Task to complete: Identify every line in the listing below that contains the word "image", matching case exactly, and copy each of those lines in full.
═══ Given data
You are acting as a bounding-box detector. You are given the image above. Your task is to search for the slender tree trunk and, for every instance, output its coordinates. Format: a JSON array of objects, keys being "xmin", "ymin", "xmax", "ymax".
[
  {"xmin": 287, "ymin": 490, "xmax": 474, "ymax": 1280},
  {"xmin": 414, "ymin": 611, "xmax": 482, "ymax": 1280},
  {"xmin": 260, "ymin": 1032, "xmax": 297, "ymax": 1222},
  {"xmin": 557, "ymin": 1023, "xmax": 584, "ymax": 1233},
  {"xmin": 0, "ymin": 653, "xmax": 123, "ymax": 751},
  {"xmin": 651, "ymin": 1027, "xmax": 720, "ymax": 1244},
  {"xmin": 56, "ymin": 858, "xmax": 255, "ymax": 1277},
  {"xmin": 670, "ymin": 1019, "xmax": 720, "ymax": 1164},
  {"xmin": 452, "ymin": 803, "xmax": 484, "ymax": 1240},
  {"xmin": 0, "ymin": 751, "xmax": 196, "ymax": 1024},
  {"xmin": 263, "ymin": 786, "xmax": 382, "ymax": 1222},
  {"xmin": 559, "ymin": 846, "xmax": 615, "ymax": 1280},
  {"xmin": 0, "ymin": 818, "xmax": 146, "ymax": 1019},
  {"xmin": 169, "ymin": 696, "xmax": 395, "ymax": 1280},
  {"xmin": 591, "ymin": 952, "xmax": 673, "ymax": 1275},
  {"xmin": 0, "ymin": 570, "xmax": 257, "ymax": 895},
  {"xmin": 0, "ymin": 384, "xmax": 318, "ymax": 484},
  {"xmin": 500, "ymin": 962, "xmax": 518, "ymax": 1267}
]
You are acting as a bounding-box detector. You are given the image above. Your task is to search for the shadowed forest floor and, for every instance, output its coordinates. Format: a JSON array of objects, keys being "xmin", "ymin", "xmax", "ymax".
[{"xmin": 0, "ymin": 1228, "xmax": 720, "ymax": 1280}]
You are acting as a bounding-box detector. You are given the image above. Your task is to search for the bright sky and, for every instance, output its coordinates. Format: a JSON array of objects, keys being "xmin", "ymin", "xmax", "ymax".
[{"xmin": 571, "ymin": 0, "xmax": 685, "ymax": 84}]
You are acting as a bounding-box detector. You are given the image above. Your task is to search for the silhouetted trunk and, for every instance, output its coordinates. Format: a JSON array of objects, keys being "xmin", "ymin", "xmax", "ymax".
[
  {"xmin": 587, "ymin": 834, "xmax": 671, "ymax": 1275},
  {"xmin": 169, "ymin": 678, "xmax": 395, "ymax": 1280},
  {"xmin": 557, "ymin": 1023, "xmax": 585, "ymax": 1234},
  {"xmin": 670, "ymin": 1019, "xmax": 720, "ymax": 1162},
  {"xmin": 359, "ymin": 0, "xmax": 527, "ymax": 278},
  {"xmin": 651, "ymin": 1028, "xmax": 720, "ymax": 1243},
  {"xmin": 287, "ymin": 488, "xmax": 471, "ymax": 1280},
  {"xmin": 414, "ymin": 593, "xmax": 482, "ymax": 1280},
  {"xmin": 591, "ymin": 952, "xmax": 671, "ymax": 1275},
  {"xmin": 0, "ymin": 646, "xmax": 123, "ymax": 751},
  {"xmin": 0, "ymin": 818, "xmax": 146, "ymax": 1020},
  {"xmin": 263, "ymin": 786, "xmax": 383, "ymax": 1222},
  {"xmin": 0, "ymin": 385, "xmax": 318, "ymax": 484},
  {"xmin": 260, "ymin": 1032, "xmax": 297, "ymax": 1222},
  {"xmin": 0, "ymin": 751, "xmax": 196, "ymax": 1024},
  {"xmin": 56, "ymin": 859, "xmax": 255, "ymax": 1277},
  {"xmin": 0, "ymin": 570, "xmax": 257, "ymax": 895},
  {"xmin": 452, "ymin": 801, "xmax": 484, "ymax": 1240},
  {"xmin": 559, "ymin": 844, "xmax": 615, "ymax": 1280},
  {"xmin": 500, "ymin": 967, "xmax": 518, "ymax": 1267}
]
══════
Exercise result:
You are acting as a bounding-box detector. You are given the image above. Your task is to search for the slender tree trunk and, for every instance, output its coordinates. Format: a JSON array of objects, keys being "xmin", "ymin", "xmax", "ymax".
You are acting as a bounding-box detector. You are given the image above. Your task is to search for the shadowed forest floor and, for every instance, output its coordinates. Format: a JSON array of objects, keys being "xmin", "ymin", "xmax", "ymax".
You are acting as a bounding-box detector. You are given the image above. Your task is to search for the bright sky and, for every instance, output its coordinates. Format: a JSON array of objects, keys being "xmin", "ymin", "xmax", "ymax".
You are acting as a bounding-box detector. You are given the image above. Your task is to search for the silhouetted trunk and, for every instance, output its coordinates. Format: a JSON array of objects, keys being "xmin", "ymin", "xmax", "ymax".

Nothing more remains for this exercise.